**Things to do**
1. In the forum thread about wintering Warre hives, how many boxes does Teabag always overwinter on?
2. Extend the forum thread about wintering Warre hives, picking up after its final post.

**Reading text**
########################################

# My Warre Hives in wintering sulation



## gww (Feb 14, 2015)

Looks like winter to me. I just have straw in the quilt box and letting her roll. Of course we don't have snow yet.
Cheers
gww


----------



## noblebee (Dec 21, 2014)

Trying again to correct the image


----------



## JConnolly (Feb 21, 2015)

What a lovely winter scene! I can imagine I'm there, cold cheeks, it's so quiet except for the sound of snow crunching under foot...

Thanks for sharing.


----------



## Teabag (Feb 10, 2011)

Over here we may see that sort of snow fall in mid winter but definitely not yet. However, I always set my back yard Warres up exactly the same as yours. The insulation must be a welcome benefit especially with first winter colonies. I always overwinter on three boxes, even if the bottom box is empty. I just like the idea of keeping the cluster a little higher off the ground in case of heavy snow fall. Good luck with them, its going to seem a long time until spring arrives.

########################################

**Records provided**
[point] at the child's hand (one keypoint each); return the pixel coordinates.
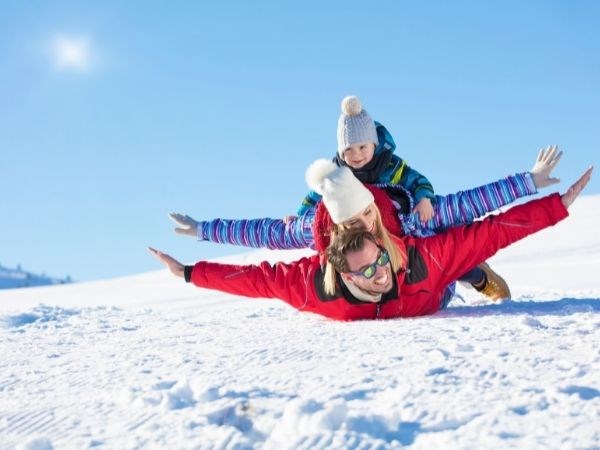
(187, 225)
(547, 159)
(425, 209)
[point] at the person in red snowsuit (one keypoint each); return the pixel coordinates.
(412, 286)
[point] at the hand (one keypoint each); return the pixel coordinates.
(425, 209)
(189, 226)
(546, 161)
(172, 264)
(573, 192)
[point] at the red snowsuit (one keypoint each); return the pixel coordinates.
(432, 264)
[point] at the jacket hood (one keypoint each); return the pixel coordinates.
(386, 141)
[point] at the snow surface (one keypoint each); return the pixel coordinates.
(149, 362)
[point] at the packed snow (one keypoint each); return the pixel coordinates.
(148, 361)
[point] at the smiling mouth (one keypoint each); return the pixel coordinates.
(383, 280)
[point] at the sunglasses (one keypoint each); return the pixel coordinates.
(369, 271)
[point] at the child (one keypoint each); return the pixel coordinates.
(307, 229)
(367, 148)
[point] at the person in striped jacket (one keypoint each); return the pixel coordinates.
(313, 228)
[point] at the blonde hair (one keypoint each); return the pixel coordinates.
(344, 239)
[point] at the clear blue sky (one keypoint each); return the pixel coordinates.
(115, 113)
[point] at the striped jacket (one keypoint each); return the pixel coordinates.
(311, 228)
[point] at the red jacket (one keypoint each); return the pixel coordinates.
(432, 264)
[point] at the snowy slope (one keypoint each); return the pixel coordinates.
(18, 278)
(150, 362)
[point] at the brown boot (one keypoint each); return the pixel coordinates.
(495, 287)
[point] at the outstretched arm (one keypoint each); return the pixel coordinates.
(464, 247)
(465, 206)
(172, 264)
(257, 233)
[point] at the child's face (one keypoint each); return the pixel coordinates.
(360, 154)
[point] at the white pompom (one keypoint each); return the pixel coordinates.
(351, 105)
(317, 172)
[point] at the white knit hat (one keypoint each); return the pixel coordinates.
(344, 196)
(354, 125)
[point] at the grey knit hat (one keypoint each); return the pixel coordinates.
(354, 125)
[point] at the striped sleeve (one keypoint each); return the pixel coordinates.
(464, 207)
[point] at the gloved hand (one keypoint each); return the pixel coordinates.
(188, 226)
(546, 161)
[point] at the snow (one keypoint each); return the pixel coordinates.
(149, 362)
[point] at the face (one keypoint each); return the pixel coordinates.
(381, 282)
(358, 155)
(364, 220)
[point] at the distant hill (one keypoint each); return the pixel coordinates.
(18, 278)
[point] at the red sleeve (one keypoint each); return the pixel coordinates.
(462, 248)
(292, 283)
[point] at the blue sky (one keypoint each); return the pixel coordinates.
(115, 114)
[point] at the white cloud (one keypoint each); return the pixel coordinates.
(71, 53)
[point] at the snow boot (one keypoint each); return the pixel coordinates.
(495, 287)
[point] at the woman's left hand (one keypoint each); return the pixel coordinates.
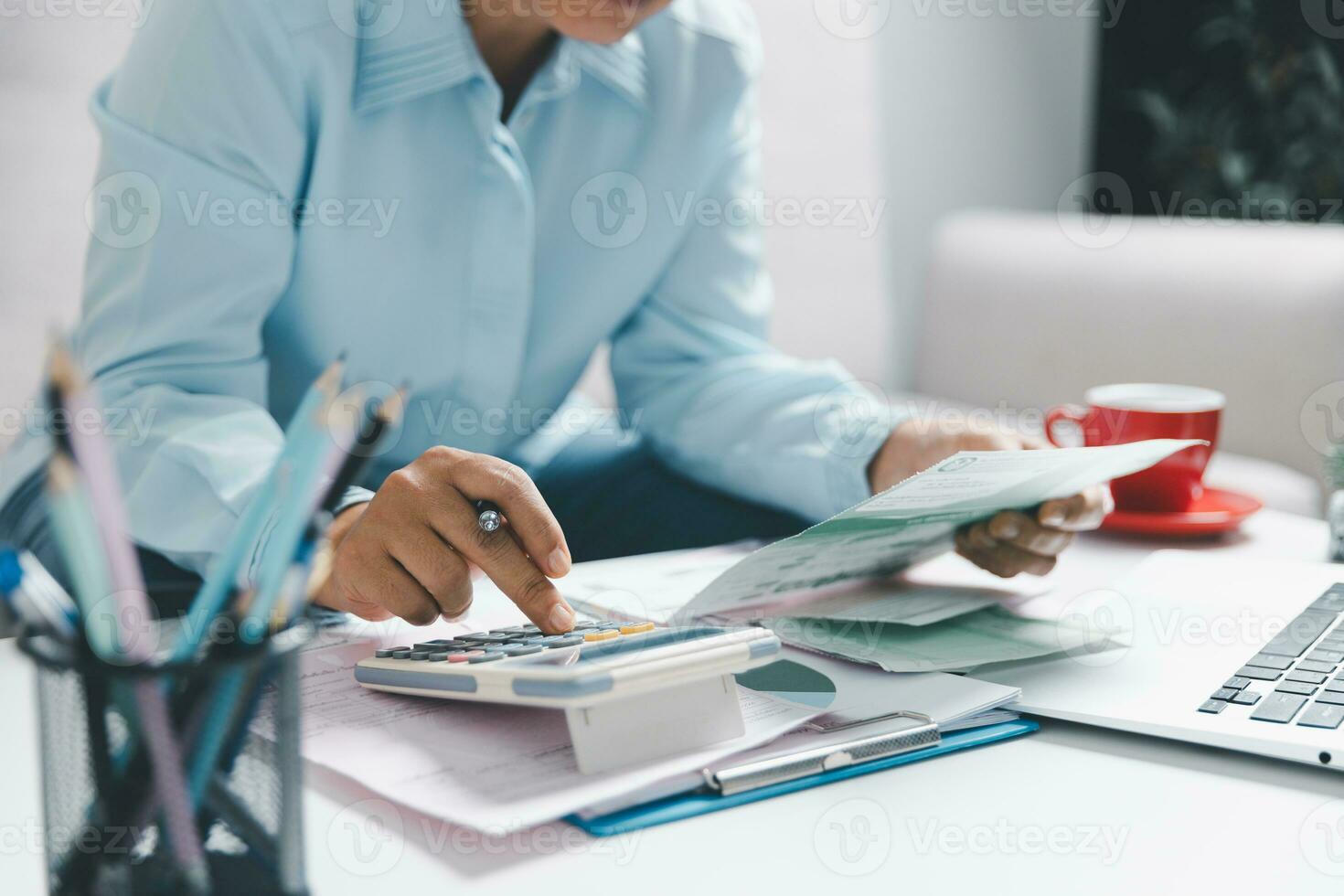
(1011, 541)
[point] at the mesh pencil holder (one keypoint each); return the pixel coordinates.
(109, 825)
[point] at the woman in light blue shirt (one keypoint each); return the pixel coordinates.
(471, 197)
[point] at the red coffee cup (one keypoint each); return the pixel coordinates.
(1137, 411)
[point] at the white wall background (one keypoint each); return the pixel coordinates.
(980, 111)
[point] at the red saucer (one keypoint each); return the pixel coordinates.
(1217, 511)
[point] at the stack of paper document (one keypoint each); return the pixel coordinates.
(499, 767)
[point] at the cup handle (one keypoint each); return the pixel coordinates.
(1070, 412)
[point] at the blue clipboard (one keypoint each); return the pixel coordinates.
(700, 802)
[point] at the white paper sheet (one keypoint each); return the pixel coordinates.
(485, 766)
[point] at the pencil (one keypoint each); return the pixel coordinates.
(222, 578)
(73, 523)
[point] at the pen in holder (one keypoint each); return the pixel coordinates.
(109, 827)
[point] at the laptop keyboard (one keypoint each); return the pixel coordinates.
(1297, 675)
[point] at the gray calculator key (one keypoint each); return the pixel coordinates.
(1321, 715)
(1257, 673)
(1300, 633)
(1295, 687)
(1278, 707)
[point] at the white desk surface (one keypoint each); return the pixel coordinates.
(1066, 810)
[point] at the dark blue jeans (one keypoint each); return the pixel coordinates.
(611, 498)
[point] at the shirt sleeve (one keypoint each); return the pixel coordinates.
(697, 375)
(203, 148)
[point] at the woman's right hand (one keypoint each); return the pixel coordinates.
(411, 549)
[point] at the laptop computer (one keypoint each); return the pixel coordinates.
(1232, 653)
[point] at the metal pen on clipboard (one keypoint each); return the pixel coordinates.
(778, 770)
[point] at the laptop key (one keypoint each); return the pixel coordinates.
(1300, 633)
(1278, 707)
(1321, 715)
(1257, 673)
(1295, 687)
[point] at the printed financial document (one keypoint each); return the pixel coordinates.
(915, 520)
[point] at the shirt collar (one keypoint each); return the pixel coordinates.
(409, 48)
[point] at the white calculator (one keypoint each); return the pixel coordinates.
(632, 692)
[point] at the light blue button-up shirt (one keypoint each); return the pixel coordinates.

########################################

**Responses per task**
1. Three boxes, even if the bottom box is empty.

2.
----------



## noblebee (Dec 21, 2014)

Thank you for the replies, the snow is a few weeks early for us, but this is how our year has gone. Teabag, I was stationed at RAF Chicksands from 73-76 and we loved being in the UK! This is my second try with Warre hives and bees, the first time I think the bees were wet and cold because of poor ventilation. I kept corrugated plastic under the screen thinking it would help keep the bees warmer, wrong!


----------



## RayMarler (Jun 18, 2008)

Here it is flipped right side up...


----------



## noblebee (Dec 21, 2014)

Thank you!!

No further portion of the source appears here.